PROBLEM DESCRIPTION
Put the lines of the data entries below, from the line containing "Indicate the bare" up to and including the line containing "[(319, 763)]", into a JSON list of strings with one string per line, omitting blank lines.

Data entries

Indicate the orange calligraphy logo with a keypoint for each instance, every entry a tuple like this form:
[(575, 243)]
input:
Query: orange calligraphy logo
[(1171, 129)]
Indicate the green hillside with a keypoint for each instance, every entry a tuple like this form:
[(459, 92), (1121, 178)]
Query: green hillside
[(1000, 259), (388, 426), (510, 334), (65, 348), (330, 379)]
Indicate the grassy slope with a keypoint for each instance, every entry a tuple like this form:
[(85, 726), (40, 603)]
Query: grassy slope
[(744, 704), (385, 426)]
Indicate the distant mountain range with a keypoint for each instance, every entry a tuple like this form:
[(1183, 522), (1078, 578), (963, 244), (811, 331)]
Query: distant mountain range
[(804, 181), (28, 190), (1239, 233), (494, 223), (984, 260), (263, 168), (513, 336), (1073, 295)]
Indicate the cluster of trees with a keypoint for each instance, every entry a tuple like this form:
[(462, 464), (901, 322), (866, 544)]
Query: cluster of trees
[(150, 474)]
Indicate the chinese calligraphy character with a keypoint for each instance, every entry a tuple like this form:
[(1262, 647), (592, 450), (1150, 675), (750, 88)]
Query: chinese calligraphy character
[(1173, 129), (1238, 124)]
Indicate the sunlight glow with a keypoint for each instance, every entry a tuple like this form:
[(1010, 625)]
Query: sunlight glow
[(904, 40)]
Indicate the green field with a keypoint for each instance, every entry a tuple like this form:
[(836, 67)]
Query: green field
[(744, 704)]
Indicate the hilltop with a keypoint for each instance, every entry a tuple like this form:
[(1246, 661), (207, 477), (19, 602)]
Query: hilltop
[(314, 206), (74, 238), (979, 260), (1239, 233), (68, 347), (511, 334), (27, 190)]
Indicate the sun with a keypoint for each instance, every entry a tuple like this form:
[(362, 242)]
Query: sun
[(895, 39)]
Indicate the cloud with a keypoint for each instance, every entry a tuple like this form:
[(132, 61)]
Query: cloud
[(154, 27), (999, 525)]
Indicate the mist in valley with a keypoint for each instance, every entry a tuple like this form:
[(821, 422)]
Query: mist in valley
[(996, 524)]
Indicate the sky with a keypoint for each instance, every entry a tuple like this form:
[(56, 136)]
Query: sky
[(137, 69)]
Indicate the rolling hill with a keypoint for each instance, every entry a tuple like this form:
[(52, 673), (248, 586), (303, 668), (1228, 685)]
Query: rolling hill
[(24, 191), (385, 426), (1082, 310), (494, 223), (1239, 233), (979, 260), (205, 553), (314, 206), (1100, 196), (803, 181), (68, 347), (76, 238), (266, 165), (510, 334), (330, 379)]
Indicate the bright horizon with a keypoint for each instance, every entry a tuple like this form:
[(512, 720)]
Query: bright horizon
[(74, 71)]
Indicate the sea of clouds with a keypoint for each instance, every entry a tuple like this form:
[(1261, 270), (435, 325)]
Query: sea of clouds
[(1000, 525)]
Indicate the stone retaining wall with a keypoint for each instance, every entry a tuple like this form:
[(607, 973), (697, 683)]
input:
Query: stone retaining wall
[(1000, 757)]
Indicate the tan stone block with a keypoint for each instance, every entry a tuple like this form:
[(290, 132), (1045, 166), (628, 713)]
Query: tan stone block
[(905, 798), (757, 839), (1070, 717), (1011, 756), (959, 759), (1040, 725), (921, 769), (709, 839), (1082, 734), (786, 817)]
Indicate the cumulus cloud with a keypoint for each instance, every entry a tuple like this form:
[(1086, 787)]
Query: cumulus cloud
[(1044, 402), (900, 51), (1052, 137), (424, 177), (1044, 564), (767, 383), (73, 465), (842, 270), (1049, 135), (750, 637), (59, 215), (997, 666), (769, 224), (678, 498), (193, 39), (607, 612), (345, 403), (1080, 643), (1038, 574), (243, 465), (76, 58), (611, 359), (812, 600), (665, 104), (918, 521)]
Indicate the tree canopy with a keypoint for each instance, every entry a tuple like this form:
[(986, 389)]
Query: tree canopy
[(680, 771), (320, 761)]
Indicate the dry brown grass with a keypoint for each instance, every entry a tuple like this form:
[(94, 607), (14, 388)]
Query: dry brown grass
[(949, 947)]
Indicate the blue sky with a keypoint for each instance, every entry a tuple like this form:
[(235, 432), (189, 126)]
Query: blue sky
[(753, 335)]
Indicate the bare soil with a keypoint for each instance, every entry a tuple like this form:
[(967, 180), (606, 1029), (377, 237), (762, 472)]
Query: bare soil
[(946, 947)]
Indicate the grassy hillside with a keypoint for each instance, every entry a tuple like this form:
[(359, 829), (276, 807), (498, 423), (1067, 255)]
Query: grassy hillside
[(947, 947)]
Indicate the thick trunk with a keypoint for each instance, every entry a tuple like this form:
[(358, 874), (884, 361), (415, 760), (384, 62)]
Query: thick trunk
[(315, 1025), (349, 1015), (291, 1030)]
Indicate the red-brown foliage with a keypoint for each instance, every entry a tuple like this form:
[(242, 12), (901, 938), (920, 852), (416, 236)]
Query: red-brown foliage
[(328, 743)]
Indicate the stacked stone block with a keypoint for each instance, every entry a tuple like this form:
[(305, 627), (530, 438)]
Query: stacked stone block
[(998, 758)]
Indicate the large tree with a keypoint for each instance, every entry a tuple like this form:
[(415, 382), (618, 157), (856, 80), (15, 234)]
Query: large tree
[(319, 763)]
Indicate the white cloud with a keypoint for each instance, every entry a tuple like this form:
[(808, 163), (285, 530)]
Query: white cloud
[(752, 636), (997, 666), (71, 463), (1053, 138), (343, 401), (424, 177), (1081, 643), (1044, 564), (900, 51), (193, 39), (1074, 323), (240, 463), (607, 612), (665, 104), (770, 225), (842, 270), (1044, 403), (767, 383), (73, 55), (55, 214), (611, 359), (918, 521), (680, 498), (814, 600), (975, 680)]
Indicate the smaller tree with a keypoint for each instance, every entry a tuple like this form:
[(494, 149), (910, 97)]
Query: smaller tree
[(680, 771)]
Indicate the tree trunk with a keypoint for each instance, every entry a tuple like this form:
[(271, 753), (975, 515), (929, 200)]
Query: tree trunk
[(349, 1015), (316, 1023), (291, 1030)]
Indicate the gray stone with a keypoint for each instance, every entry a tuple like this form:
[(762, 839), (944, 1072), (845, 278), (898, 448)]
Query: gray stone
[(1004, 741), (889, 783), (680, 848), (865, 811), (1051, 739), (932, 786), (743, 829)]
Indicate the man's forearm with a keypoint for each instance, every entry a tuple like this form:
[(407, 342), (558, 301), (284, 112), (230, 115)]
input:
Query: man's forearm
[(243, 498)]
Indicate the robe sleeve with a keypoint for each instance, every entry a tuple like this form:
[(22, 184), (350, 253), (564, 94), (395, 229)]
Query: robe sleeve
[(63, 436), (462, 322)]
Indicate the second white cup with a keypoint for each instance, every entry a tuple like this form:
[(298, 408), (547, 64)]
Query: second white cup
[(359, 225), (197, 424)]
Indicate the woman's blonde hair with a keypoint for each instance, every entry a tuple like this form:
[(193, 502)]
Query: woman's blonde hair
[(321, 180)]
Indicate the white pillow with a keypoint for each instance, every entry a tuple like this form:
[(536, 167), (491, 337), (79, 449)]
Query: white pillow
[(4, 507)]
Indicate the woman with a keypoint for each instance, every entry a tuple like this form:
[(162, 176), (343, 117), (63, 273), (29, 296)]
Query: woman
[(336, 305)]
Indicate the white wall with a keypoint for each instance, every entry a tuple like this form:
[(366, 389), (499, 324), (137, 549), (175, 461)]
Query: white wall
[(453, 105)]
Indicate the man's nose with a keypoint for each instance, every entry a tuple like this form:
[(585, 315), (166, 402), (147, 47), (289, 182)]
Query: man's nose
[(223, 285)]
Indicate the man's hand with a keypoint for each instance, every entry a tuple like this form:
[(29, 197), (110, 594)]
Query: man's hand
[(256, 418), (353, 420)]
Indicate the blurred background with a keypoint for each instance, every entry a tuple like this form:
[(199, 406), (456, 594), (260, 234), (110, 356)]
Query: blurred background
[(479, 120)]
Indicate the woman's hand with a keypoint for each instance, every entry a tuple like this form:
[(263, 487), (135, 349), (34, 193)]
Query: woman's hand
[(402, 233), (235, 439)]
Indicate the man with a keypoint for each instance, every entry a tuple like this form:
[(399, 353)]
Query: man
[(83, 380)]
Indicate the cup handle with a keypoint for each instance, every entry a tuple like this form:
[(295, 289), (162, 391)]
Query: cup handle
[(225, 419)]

THE SOLUTION
[
  "Indicate the bare soil with a keypoint for each instance, every entry a tuple like this form:",
  "[(967, 180), (606, 1029), (377, 237), (762, 472)]",
  "Query: bare soil",
  "[(946, 947)]",
  "Indicate the grassy hillside with a keypoint for each instance, every entry a tuple like this form:",
  "[(359, 829), (276, 807), (498, 423), (1067, 255)]",
  "Query: grassy hillside",
  "[(947, 947)]",
  "Indicate the thick trunk with a keypoint for each instance, every entry a tuple like this form:",
  "[(358, 874), (884, 361), (415, 760), (384, 62)]",
  "Query: thick trunk",
  "[(315, 1025), (349, 1015), (291, 1030)]",
  "Indicate the red-brown foliage with a keypoint for each instance, every entry a tuple like this form:",
  "[(242, 12), (901, 938), (920, 852), (416, 236)]",
  "Query: red-brown foliage",
  "[(328, 743)]",
  "Indicate the stacked stone block with a keypoint for each instance, every entry a tuple like this form:",
  "[(305, 627), (530, 438)]",
  "Query: stacked stone block",
  "[(998, 758)]",
  "Indicate the large tree with a keypoint for each instance, every entry a tuple like this form:",
  "[(415, 382), (618, 157), (856, 80), (15, 234)]",
  "Query: large tree",
  "[(319, 763)]"
]